_PROBLEM:_ Will you reproduce every one of the records below line for line, without altering anything? Omit the pictures from your copy.
=== MATERIAL FOR THIS EXERCISE ===
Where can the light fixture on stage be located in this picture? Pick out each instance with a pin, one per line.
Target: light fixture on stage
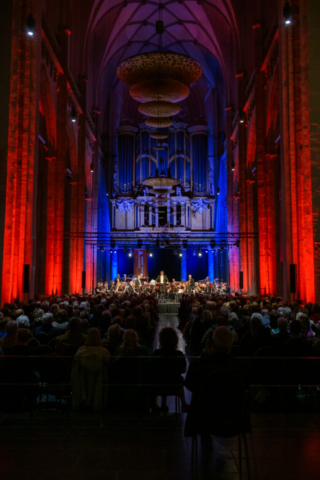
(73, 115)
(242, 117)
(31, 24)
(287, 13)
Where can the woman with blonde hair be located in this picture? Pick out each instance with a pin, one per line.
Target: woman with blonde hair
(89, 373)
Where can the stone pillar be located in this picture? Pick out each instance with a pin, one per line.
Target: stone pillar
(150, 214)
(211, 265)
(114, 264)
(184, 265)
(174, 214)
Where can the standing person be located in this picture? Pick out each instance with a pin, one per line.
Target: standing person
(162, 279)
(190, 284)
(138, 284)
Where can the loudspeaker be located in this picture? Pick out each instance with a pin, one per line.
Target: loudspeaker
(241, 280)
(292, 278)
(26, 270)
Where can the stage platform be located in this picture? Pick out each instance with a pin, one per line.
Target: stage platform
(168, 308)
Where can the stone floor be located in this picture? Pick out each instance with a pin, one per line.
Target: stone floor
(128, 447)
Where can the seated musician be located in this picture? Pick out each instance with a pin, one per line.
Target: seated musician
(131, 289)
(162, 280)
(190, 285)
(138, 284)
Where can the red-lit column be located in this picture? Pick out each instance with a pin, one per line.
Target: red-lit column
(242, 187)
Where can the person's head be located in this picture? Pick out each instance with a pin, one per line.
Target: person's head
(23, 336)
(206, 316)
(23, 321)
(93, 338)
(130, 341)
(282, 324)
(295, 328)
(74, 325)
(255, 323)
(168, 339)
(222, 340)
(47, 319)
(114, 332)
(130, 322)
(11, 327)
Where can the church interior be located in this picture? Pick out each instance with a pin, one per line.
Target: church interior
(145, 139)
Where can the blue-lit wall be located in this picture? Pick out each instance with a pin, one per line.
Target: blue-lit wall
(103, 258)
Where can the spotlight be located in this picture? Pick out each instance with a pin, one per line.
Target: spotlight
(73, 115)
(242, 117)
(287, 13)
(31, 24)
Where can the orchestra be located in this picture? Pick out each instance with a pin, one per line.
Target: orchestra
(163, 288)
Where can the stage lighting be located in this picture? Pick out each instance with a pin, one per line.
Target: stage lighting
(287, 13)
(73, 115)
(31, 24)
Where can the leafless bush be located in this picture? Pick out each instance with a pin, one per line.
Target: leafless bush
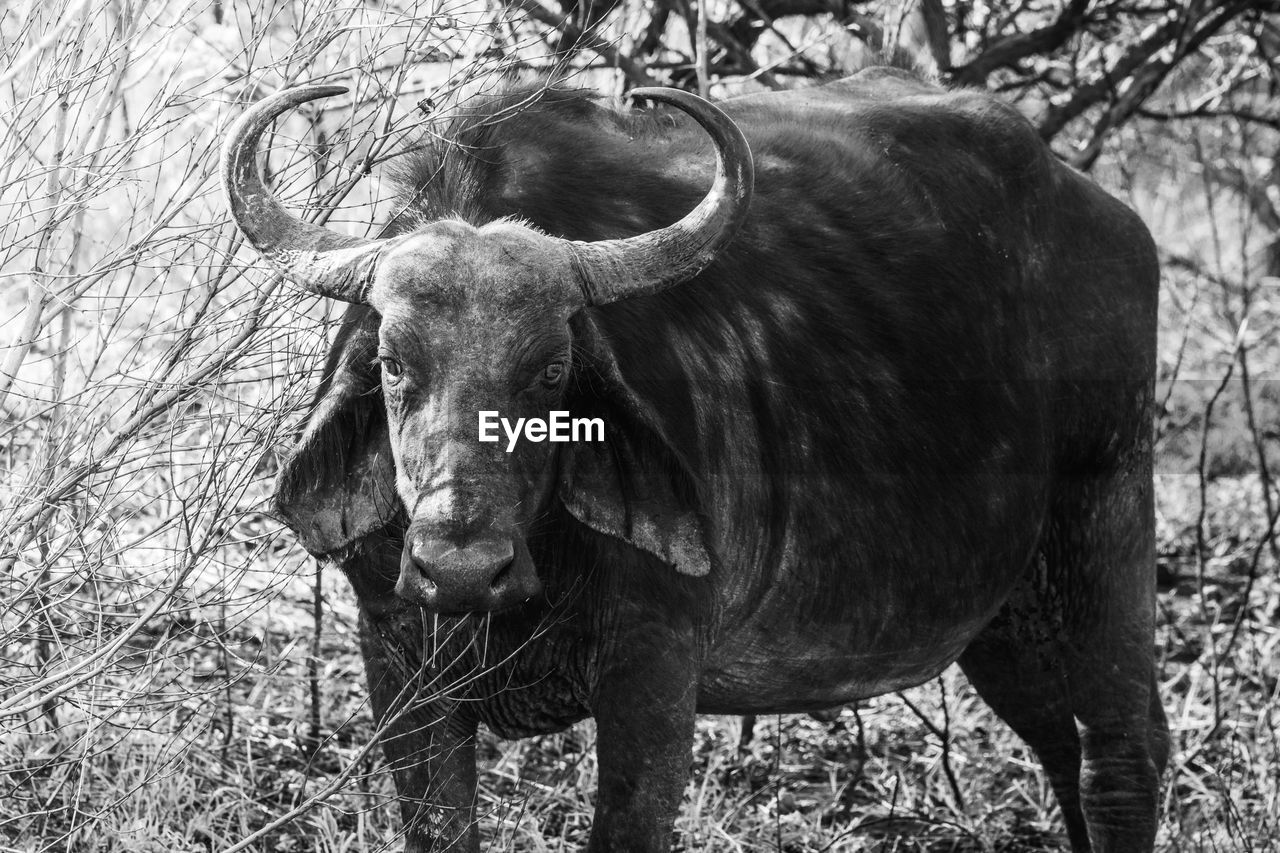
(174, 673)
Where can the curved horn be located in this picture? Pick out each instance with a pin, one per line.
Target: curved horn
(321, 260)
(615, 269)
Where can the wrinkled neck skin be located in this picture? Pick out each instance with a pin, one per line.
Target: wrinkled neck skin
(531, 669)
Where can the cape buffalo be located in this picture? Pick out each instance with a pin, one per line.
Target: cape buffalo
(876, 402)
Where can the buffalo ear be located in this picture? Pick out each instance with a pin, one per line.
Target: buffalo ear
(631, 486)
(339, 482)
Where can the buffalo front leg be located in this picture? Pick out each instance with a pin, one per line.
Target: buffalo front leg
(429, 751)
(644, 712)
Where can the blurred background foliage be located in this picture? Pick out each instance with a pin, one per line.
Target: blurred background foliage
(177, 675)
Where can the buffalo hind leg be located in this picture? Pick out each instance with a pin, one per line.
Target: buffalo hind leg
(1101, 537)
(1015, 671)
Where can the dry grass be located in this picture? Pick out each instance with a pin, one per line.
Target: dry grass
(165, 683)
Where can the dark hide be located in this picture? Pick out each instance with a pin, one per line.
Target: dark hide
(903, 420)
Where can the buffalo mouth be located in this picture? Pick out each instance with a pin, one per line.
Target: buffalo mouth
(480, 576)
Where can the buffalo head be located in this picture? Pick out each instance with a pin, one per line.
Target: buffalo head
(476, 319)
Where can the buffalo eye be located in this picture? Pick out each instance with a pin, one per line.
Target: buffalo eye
===
_REPLY:_
Where can the light fixture on stage be located in this picture? Pick out each instance with a pin, one per line.
Target: light fixture on stage
(73, 115)
(242, 117)
(31, 24)
(287, 13)
Where can the woman with blonde hair be located in this picture? Pick out each instance with a pin, one per line.
Target: woman with blonde hair
(89, 373)
Where can the stone pillar be located in this picture? Pick out each instance with a pin, one per line.
Target: stone pillar
(150, 214)
(211, 265)
(114, 264)
(184, 265)
(174, 214)
Where can the standing person be located in this picture? Pick out each instance with a pin, one per line.
Target: standing person
(162, 279)
(190, 284)
(138, 284)
Where can the loudspeaker be located in this picture? Pick out each instance with a pin, one per line.
Target: loudspeaker
(241, 280)
(292, 278)
(26, 270)
Where can the stage platform be located in this picture? Pick out each instance with a pin, one per line.
Target: stage platform
(168, 308)
Where can the stone floor be located in this picture? Pick out each instance with a pin, one per line.
Target: stone floor
(128, 447)
Where can the seated musician be located in this picture? Pick out each instance with a pin, one per line.
Target: seated musician
(131, 289)
(162, 280)
(190, 285)
(138, 284)
Where can the red-lit column be located in this picture? Pick out each instance with a pin, one per line.
Target: red-lit column
(242, 187)
Where can the person's head be located in this picture? Pick out each instance with a pin, one per line.
Target: person's head
(23, 336)
(206, 316)
(23, 321)
(93, 338)
(130, 341)
(282, 324)
(295, 328)
(74, 325)
(255, 323)
(168, 339)
(222, 340)
(47, 319)
(114, 332)
(130, 322)
(11, 327)
Where can the church interior be located in this picture? Pick out each instance with a pin, one per line.
Target: church interior
(145, 139)
Where can the blue-lit wall be located in this picture? Pick out each instance with a pin, one per line.
Target: blue-lit wall
(103, 258)
Where can the spotlight be located in this picture? Pick out each instance with a pin, one per line.
Target: spotlight
(73, 115)
(242, 117)
(287, 13)
(31, 24)
Where can the orchestra be located in this picture? Pick out each instance with a pin, one per line.
Target: orchestra
(163, 288)
Where can the stage lighting be located in this picture? Pick out each instance with a pin, one per line.
Target: stage lighting
(287, 13)
(73, 115)
(31, 24)
Where can the leafless bush be located in this picture? Pick out each instance with a pin, one per line.
Target: leafless bush
(174, 673)
Where can the curved horn be located in this picture? Pick out each instance with a pin, one per line.
Target: curved horn
(321, 260)
(615, 269)
Where can the wrinkled neck skin be located in this picture? Pick out each instance with a pin, one per line.
Target: wrinkled neck skin
(531, 669)
Where can the cape buffalo be located in this picture? Pick out each instance with a pin, one per line.
Target: cape buffalo
(876, 402)
Where can the buffalo ear be located in this picture? Pick out each instance with a pin, one per line.
Target: buffalo ear
(631, 486)
(339, 482)
Where can the buffalo front leg be located in this picture? Pick out each instance with a pin, one per line.
Target: buffalo front leg
(429, 751)
(644, 712)
Where can the blurred background foliage be located in this picture? Pick out each instance with a pin, one per line.
Target: blurred background foliage
(177, 675)
Where can the buffalo hind leg be located in this picture? Pick out each instance with a pin, one per line.
Target: buffalo hind leg
(1101, 537)
(1015, 671)
Where can the dry grass be located in this picture? Pick out each instance with a pin, one per line.
Target: dry grass
(165, 683)
Where can the dark hide be located in this picture? Pick out each instance with a pin, one per line.
Target: dark hide
(903, 420)
Where can the buffalo mouth be located in this picture? Pick out each instance with a pin, one per line.
Target: buffalo mouth
(480, 576)
Where can the buffalo head be located in this picture? Pick out each instance with a pin, one per line.
Target: buffalo head
(476, 319)
Where can the buffalo eye be located in this picture? Pick out each instance with a pin, one per line.
Target: buffalo eye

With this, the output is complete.